Text —
******

Chicken Caprese Zoodles with Avocado Spinach Pesto
When it comes to summer go-tos, one of the first dishes that comes to mind is a beautiful Caprese salad. In my opinion, there is truly nothing more refreshing and delicious. The one drawback? If I eat a whole plate of Caprese, I don’t feel like I’m getting the full nutritious dinner that I need. That’s where this recipe comes in.
This recipe is my spin on my fave salad, but instead of just being a starter, now you can have Caprese for the whole meal! (I mean, I’ve definitely had Caprese salad for dinner before, but this recipe has more nutritional components. I added some garlic chicken as a protein and then sautéed spiralized zucchini noodles in a skillet with olive oil, salt and pepper. While those were cooking, I made my avocado pesto recipe in a food processor. And finally, I sliced sweet cherry tomatoes and ciliegine cheese in half to top everything off.
|Chicken + Zoodles
|2 chicken breasts
|3 cloves of garlic
|2 large zucchinis, spiraliized
|Avocado Spinach Pesto
|1cup fresh basil
|Juice of 1 lemon
|1/3cup oliive oil
|10 ciliegine mozzarella balls
|10 sweet cherry tomatoes
|Fresh cut basil
|Two large skillets
Season your chicken generously with sea salt and pepper. Cut into slices and set aside.

******

Excerpted records —
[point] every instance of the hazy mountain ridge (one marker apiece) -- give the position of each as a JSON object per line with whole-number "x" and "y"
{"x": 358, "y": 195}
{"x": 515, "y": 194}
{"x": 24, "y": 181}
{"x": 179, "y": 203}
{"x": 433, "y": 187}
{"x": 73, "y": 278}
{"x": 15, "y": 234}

******

Instructions —
1 – The recipe has a paragraph that begins "This recipe is my spin." List every cooking step the writer says they carried out in that paragraph.
2 – Return the section of the recipe starting with "This recipe is" and going on through "and set aside.".
3 – Rewrite the recipe paragraph that begins "When it comes to summer go-tos" in no more than two sentences, keeping its main points.

Exercise solutions —
1 –
- Added some garlic chicken as a protein
- Sautéed spiralized zucchini noodles in a skillet with olive oil, salt and pepper
- Made the avocado pesto recipe in a food processor
- Sliced sweet cherry tomatoes and ciliegine cheese in half to top everything off

2 –
This recipe is my spin on my fave salad, but instead of just being a starter, now you can have Caprese for the whole meal! (I mean, I’ve definitely had Caprese salad for dinner before, but this recipe has more nutritional components. I added some garlic chicken as a protein and then sautéed spiralized zucchini noodles in a skillet with olive oil, salt and pepper. While those were cooking, I made my avocado pesto recipe in a food processor. And finally, I sliced sweet cherry tomatoes and ciliegine cheese in half to top everything off.
|Chicken + Zoodles
|2 chicken breasts
|3 cloves of garlic
|2 large zucchinis, spiraliized
|Avocado Spinach Pesto
|1cup fresh basil
|Juice of 1 lemon
|1/3cup oliive oil
|10 ciliegine mozzarella balls
|10 sweet cherry tomatoes
|Fresh cut basil
|Two large skillets
Season your chicken generously with sea salt and pepper. Cut into slices and set aside.

3 – A Caprese salad is one of the writer's first summer choices and, in the writer's view, unmatched for being refreshing and delicious. Its drawback is that a whole plate doesn't feel like a full, nutritious dinner, and this recipe is meant to solve that.